TRY IT: Set down, unchanged, the line with "Identify the grass." and everything after it through the last line of the data.

DATASET EXCERPTS:
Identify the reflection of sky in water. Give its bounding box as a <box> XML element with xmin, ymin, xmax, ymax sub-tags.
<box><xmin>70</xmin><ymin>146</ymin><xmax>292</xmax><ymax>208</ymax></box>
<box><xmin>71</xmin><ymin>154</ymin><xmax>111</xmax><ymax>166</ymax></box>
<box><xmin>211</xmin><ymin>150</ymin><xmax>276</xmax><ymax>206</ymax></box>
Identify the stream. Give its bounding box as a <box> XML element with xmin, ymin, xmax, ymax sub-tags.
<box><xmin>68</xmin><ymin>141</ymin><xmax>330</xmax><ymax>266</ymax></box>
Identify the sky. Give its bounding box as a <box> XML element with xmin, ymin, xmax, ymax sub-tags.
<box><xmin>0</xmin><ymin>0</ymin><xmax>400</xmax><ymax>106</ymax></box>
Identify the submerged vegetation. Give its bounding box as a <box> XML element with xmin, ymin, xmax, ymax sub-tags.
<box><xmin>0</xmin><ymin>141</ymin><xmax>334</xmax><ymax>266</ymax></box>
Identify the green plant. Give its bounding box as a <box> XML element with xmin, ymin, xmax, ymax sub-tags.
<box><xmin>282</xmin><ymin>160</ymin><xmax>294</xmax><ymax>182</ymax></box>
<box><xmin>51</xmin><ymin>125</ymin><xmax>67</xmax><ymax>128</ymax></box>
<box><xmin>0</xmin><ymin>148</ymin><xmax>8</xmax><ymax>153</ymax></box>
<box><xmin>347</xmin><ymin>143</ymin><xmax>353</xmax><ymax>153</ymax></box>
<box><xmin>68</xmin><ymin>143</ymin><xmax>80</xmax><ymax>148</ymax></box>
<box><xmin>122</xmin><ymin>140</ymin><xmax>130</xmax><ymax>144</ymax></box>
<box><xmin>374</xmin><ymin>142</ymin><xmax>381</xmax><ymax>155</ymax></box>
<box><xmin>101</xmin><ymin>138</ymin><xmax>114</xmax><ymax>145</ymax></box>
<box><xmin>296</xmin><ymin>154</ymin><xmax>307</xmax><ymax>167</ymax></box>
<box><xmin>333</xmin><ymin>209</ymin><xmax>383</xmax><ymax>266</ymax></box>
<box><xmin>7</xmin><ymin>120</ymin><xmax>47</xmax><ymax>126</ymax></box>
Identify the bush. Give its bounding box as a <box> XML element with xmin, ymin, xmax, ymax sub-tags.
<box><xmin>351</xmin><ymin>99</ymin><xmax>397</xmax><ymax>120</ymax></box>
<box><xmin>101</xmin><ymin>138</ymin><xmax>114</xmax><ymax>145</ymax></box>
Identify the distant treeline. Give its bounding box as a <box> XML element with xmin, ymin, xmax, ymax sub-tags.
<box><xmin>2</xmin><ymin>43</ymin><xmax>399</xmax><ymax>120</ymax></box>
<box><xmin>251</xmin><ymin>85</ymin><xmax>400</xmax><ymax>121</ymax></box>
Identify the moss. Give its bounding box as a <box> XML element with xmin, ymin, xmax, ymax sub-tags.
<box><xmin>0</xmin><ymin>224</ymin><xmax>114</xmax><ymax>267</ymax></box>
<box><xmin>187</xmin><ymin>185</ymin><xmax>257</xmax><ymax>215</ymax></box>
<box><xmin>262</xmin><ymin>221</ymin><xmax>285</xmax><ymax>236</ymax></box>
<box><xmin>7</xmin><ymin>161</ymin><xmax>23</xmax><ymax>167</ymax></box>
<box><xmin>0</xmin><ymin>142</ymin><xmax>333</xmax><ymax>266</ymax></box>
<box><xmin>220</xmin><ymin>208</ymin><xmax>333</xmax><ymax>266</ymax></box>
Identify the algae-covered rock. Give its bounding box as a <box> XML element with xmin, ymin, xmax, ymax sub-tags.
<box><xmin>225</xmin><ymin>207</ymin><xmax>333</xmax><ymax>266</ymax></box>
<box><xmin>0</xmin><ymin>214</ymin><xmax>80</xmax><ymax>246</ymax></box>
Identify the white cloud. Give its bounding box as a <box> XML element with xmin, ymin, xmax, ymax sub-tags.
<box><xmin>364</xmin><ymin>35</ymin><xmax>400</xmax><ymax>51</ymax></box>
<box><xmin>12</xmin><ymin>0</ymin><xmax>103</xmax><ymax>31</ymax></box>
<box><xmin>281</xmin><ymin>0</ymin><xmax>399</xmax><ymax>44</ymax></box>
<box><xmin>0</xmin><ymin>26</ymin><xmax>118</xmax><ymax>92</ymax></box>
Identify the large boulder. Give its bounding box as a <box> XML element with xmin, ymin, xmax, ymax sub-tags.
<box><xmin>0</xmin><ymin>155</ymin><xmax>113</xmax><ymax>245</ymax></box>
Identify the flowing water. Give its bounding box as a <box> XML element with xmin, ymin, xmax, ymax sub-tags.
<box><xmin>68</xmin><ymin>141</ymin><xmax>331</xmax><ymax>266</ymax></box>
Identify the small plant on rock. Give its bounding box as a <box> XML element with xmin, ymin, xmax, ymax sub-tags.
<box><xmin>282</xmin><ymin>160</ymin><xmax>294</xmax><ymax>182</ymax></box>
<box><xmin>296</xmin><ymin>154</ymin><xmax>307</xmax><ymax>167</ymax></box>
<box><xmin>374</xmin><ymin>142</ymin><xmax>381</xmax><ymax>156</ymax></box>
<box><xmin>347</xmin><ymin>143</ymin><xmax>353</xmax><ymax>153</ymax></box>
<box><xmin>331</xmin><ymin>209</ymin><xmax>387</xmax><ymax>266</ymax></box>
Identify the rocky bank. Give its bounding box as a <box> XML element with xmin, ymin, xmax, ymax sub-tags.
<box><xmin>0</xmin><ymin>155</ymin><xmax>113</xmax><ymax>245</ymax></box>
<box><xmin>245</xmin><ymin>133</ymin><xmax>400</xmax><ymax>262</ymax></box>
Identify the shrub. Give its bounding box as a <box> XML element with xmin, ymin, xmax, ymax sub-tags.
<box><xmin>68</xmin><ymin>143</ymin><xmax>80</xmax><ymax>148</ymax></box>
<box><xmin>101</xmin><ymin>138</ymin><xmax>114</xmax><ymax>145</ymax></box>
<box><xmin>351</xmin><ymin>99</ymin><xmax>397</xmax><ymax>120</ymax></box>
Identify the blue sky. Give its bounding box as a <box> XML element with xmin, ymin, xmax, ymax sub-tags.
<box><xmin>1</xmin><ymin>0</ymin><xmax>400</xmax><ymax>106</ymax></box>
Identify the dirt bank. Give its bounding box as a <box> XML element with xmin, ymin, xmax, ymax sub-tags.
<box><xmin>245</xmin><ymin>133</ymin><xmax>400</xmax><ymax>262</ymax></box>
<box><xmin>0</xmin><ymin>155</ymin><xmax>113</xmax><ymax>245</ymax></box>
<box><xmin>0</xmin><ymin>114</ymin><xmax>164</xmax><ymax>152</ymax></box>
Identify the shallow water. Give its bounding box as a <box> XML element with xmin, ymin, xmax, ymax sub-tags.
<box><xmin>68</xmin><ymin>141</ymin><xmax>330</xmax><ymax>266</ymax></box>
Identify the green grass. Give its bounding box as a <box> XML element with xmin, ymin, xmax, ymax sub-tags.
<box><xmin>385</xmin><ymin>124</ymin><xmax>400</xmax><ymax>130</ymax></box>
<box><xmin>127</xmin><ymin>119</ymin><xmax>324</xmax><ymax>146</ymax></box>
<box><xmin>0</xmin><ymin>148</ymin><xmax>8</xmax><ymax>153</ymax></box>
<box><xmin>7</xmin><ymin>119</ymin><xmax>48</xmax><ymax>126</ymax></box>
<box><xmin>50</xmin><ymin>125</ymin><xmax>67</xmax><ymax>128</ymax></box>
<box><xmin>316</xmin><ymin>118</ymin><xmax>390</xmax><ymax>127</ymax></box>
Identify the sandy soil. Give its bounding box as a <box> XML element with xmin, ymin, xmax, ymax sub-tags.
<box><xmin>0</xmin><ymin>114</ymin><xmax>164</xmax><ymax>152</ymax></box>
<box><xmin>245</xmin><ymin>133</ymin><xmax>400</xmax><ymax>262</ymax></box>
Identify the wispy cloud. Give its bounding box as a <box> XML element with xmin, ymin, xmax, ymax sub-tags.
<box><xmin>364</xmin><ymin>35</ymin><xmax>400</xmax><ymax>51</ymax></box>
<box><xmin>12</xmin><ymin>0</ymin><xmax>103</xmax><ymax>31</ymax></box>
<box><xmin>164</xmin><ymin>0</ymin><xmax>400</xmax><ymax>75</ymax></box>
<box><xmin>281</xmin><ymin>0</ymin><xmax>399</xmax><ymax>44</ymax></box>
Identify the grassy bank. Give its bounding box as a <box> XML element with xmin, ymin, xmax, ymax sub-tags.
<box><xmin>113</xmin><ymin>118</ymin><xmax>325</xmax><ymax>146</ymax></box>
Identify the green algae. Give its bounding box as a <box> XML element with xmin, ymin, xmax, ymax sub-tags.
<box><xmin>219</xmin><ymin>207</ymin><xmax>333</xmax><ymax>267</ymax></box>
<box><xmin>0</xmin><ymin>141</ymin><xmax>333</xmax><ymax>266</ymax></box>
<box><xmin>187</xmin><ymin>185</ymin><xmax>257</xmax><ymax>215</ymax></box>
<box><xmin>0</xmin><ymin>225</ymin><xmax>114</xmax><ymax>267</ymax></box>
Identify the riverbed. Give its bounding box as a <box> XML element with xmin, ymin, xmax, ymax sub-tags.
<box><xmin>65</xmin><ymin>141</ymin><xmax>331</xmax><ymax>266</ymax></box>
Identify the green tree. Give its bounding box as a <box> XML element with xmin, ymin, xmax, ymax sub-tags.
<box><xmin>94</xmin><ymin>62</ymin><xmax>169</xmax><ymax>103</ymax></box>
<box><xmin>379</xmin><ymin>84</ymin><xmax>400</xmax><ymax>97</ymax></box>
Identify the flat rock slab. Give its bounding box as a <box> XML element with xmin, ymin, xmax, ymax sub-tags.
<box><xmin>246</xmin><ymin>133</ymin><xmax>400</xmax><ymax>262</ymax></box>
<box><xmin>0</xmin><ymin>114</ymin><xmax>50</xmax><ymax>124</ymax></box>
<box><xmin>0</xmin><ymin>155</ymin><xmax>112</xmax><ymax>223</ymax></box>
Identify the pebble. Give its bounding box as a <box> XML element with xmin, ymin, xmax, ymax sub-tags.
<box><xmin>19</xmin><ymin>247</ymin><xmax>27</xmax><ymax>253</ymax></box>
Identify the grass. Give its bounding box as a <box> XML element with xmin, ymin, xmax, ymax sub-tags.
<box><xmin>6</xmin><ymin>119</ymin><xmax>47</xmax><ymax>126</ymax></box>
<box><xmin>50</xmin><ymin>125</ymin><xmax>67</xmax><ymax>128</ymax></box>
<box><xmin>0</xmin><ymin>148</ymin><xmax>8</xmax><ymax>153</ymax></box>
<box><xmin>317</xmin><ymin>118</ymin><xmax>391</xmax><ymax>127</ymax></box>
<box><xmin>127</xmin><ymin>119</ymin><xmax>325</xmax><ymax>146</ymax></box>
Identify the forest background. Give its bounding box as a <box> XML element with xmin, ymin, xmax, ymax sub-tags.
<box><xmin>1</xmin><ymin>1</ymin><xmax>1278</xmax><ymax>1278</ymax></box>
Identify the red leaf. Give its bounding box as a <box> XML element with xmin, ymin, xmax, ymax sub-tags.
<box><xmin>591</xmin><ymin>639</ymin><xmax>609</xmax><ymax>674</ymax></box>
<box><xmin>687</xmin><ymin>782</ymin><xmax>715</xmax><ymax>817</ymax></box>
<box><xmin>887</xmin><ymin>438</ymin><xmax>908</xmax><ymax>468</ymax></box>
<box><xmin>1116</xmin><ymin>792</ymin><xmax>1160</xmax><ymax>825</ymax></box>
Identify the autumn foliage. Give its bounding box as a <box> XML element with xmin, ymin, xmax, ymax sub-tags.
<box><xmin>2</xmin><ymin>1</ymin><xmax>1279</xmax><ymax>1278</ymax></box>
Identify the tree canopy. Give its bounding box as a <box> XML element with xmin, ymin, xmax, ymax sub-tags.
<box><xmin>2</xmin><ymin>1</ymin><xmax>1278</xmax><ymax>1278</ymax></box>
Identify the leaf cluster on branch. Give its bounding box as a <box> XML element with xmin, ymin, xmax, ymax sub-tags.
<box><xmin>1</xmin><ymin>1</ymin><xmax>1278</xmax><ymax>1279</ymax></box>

SOLUTION TO THIS EXERCISE:
Identify the grass. Give its bounding box as a <box> XML element with xmin, ymin, xmax, ymax sub-tags.
<box><xmin>6</xmin><ymin>119</ymin><xmax>47</xmax><ymax>126</ymax></box>
<box><xmin>50</xmin><ymin>125</ymin><xmax>67</xmax><ymax>128</ymax></box>
<box><xmin>0</xmin><ymin>148</ymin><xmax>8</xmax><ymax>153</ymax></box>
<box><xmin>317</xmin><ymin>118</ymin><xmax>391</xmax><ymax>127</ymax></box>
<box><xmin>127</xmin><ymin>119</ymin><xmax>325</xmax><ymax>146</ymax></box>
Identify the forest background. Give its bounding box as a <box> XML element with xmin, ymin, xmax, ymax sub-tags.
<box><xmin>1</xmin><ymin>1</ymin><xmax>1278</xmax><ymax>1278</ymax></box>
Identify the red leaf. Give its bounding box as a <box> XML element with xmin, ymin, xmax, ymax sub-tags.
<box><xmin>591</xmin><ymin>639</ymin><xmax>609</xmax><ymax>674</ymax></box>
<box><xmin>687</xmin><ymin>782</ymin><xmax>715</xmax><ymax>817</ymax></box>
<box><xmin>887</xmin><ymin>438</ymin><xmax>908</xmax><ymax>468</ymax></box>
<box><xmin>1116</xmin><ymin>792</ymin><xmax>1160</xmax><ymax>825</ymax></box>
Identify the autumn foliage. Give its bounding box as a <box> XML element with xmin, ymin, xmax, ymax sub-tags.
<box><xmin>2</xmin><ymin>1</ymin><xmax>1279</xmax><ymax>1278</ymax></box>
Identify the tree canopy. Give its bounding box as a <box> XML element with xmin, ymin, xmax, ymax sub-tags.
<box><xmin>2</xmin><ymin>1</ymin><xmax>1278</xmax><ymax>1278</ymax></box>
Identify the leaf cluster on branch. Give its bounding box as a <box> XML element with xmin, ymin, xmax, ymax sub-tags.
<box><xmin>1</xmin><ymin>1</ymin><xmax>1278</xmax><ymax>1279</ymax></box>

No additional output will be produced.